## Exercise
Recast every line of the rows below as a Markdown table with the columns No. and Line, numbering the lines in order and omitting blank lines. Leave the pictures out of the table.
— BEGIN Exercise material —
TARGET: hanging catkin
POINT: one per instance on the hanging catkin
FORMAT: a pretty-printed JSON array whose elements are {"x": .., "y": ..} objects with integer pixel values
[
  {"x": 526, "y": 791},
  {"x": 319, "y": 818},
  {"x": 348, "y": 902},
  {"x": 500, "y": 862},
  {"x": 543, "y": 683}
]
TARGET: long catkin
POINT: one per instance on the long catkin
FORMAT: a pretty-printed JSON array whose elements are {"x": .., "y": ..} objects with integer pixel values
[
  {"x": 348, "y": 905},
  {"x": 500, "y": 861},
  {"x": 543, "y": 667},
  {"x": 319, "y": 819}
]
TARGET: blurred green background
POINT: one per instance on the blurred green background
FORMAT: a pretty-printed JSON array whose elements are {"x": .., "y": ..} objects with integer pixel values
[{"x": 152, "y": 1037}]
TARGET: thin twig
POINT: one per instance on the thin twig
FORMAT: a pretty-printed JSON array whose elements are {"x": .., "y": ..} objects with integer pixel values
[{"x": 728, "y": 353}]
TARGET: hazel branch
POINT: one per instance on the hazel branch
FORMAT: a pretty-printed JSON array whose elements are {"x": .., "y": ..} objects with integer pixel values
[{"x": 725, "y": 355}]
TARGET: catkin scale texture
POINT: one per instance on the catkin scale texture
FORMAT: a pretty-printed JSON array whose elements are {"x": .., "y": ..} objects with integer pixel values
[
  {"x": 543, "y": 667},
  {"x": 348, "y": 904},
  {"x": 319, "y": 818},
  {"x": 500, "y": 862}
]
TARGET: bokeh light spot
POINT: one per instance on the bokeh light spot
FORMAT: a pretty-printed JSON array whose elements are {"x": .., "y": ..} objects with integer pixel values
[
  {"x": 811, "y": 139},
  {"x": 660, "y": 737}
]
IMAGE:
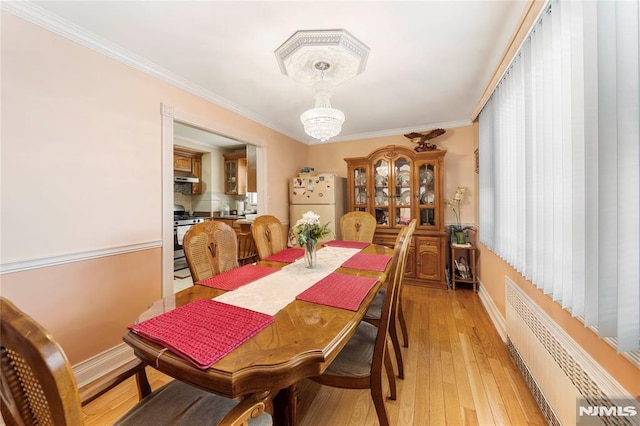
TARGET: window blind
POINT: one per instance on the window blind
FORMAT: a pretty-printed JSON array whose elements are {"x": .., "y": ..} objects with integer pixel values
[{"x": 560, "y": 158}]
— END Exercise material —
## Written response
| No. | Line |
|---|---|
| 1 | TARGET: hanging catkin |
| 2 | POINT: one per instance on the hanging catkin |
| 3 | FORMAT: a pretty-printed JSON array whose elements are {"x": .., "y": ..} objects with integer pixel values |
| 4 | [ |
| 5 |   {"x": 526, "y": 791}, |
| 6 |   {"x": 319, "y": 818}, |
| 7 |   {"x": 348, "y": 902}, |
| 8 |   {"x": 500, "y": 862}, |
| 9 |   {"x": 543, "y": 683} |
| 10 | ] |
| 11 | TARGET: long catkin |
| 12 | POINT: one per instance on the long catkin |
| 13 | FORMAT: a pretty-printed JSON array whose elements are {"x": .., "y": ..} objects with integer pixel values |
| 14 | [ |
| 15 |   {"x": 348, "y": 905}, |
| 16 |   {"x": 500, "y": 861}, |
| 17 |   {"x": 543, "y": 667}, |
| 18 |   {"x": 319, "y": 819} |
| 19 | ] |
| 20 | TARGET: blurred green background |
| 21 | POINT: one per instance on the blurred green background |
| 22 | FORMAT: a pretty-printed JSON array whose elements are {"x": .., "y": ..} objects with integer pixel values |
| 23 | [{"x": 152, "y": 1037}] |
| 24 | TARGET: thin twig |
| 25 | POINT: one per instance on the thin twig |
| 26 | FORMAT: a pretty-printed JSON array whose elements are {"x": .., "y": ..} objects with integer pixel values |
| 27 | [{"x": 728, "y": 353}] |
| 28 | TARGET: hazel branch |
| 29 | POINT: one per instance on the hazel branch |
| 30 | FORMAT: a pretty-printed JSON array whose elements are {"x": .., "y": ..} objects with integer pixel values |
| 31 | [{"x": 725, "y": 355}] |
| 32 | TARGET: catkin scale texture |
| 33 | POINT: one per instance on the catkin scale texture |
| 34 | FORMAT: a pretty-printed JSON array whose elements are {"x": .., "y": ..} objects with integer pixel values |
| 35 | [ |
| 36 |   {"x": 543, "y": 667}, |
| 37 |   {"x": 348, "y": 904}, |
| 38 |   {"x": 319, "y": 818}, |
| 39 |   {"x": 500, "y": 862} |
| 40 | ] |
| 41 | TARGET: bokeh light spot |
| 42 | POINT: one per instance on the bokeh light spot |
| 43 | FORMAT: a pretty-printed JSON array whose elements are {"x": .., "y": ..} objects with integer pixel values |
| 44 | [ |
| 45 |   {"x": 811, "y": 139}, |
| 46 |   {"x": 660, "y": 737} |
| 47 | ] |
| 48 | IMAGE: |
| 49 | TARGET: window blind |
| 50 | POINT: one per instance on the window blind |
| 51 | FORMAT: a pretty-printed JSON array whose elements are {"x": .., "y": ..} objects with integer pixel values |
| 52 | [{"x": 560, "y": 158}] |